§ **HOW TO COMPLETE THIS TASK**
Retype the records below from their first line through the line containing "positive clicks: (813, 343) (839, 324)", and include nothing else.

Records drawn from a dataset:
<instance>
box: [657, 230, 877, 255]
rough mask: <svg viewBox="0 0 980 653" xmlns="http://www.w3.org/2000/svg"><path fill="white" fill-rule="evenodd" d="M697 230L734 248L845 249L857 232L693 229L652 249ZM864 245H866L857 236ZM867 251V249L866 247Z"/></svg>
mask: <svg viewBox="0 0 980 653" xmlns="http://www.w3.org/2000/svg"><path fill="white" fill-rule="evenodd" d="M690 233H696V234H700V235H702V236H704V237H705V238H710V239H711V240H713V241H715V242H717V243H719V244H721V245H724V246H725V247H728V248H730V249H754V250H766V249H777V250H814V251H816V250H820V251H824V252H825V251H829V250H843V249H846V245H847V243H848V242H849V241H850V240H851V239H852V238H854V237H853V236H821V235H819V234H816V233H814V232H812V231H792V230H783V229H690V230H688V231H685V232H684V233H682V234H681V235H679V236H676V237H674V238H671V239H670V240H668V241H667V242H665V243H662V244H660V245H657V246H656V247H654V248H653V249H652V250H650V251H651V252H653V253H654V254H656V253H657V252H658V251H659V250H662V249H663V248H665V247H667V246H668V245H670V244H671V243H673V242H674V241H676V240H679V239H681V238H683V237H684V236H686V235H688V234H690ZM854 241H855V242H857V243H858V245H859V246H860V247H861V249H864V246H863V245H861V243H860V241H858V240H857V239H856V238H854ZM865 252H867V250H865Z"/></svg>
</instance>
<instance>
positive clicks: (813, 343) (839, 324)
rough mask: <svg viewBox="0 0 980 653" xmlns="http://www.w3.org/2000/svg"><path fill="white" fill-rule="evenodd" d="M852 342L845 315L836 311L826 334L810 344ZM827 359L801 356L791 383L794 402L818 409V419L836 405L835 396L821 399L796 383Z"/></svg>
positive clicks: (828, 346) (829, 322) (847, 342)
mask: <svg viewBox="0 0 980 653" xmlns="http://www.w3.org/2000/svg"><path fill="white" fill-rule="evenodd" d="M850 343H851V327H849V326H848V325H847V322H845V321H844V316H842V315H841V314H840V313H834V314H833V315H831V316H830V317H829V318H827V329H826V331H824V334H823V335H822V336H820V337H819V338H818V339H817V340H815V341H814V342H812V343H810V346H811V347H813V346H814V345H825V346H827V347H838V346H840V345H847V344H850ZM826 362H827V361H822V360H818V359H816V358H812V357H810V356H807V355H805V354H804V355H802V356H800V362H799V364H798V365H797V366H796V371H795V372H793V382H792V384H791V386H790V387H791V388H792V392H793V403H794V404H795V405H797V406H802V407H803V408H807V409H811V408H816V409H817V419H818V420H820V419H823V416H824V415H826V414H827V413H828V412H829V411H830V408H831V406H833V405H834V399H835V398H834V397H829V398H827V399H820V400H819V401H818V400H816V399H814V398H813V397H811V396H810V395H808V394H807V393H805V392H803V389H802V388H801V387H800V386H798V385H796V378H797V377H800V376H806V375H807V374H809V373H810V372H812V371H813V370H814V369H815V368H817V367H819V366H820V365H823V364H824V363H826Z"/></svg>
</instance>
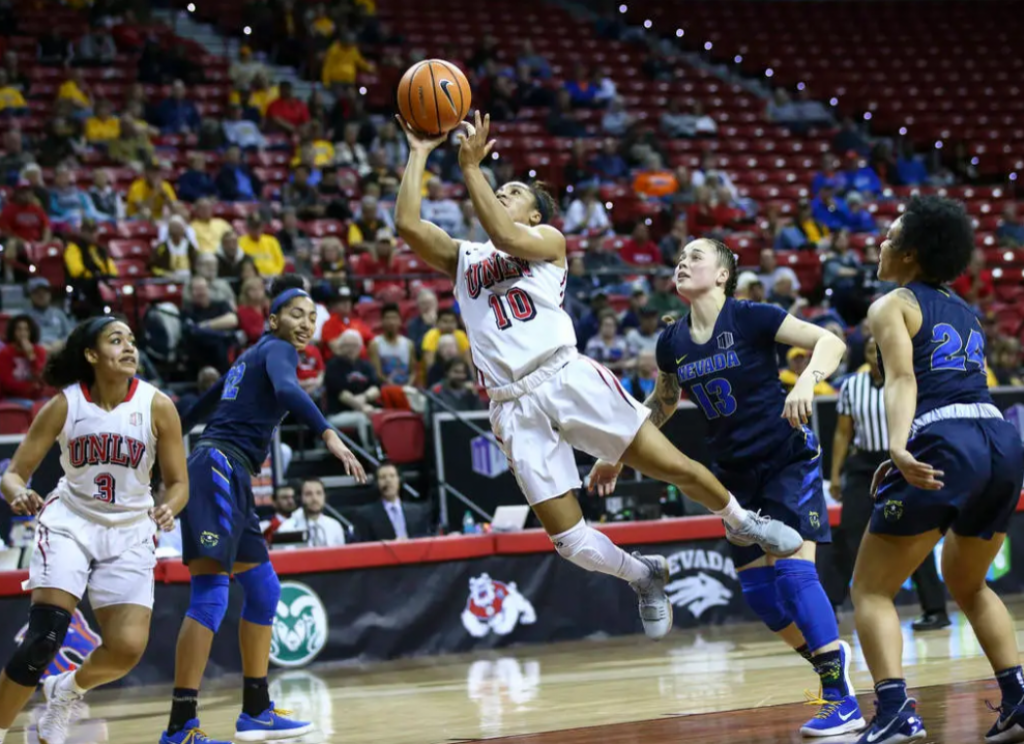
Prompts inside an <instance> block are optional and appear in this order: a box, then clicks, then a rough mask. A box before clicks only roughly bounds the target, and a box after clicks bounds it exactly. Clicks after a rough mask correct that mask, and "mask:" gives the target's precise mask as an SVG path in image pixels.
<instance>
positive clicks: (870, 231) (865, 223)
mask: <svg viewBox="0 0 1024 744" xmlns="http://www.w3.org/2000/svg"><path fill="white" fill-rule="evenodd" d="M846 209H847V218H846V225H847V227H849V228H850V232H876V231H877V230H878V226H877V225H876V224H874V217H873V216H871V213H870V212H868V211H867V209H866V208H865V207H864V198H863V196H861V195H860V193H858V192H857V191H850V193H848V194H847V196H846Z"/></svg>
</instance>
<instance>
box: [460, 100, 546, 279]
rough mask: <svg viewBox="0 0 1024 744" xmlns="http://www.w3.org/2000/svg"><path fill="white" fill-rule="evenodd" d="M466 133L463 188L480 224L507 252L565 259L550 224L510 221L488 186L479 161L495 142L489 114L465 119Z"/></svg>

§ **OUTPUT OF THE EXERCISE**
<instance>
box: [657, 230, 877, 255]
rough mask: <svg viewBox="0 0 980 653" xmlns="http://www.w3.org/2000/svg"><path fill="white" fill-rule="evenodd" d="M697 230L734 248L845 249L857 232L693 229L652 249ZM864 245H866L857 236ZM867 251V249L866 247Z"/></svg>
mask: <svg viewBox="0 0 980 653" xmlns="http://www.w3.org/2000/svg"><path fill="white" fill-rule="evenodd" d="M690 233H696V234H700V235H702V236H704V237H705V238H710V239H711V240H713V241H715V242H717V243H719V244H721V245H724V246H725V247H728V248H730V249H754V250H766V249H777V250H814V251H816V250H820V251H824V252H825V251H829V250H843V249H846V245H847V243H848V242H849V241H850V240H851V239H852V238H854V237H853V236H821V235H819V234H816V233H814V232H812V231H792V230H783V229H690V230H688V231H685V232H684V233H682V234H681V235H679V236H676V237H674V238H671V239H670V240H668V241H667V242H665V243H662V244H660V245H657V246H656V247H654V248H653V249H652V250H650V251H651V252H653V253H654V254H656V253H657V252H658V251H659V250H662V249H663V248H665V247H667V246H668V245H670V244H671V243H673V242H674V241H676V240H679V239H681V238H683V237H684V236H686V235H688V234H690ZM854 241H855V242H857V243H858V245H859V246H860V247H861V249H864V246H863V245H861V243H860V241H858V240H857V239H856V238H854ZM865 252H867V250H865Z"/></svg>
</instance>
<instance>
positive clicks: (813, 343) (839, 324)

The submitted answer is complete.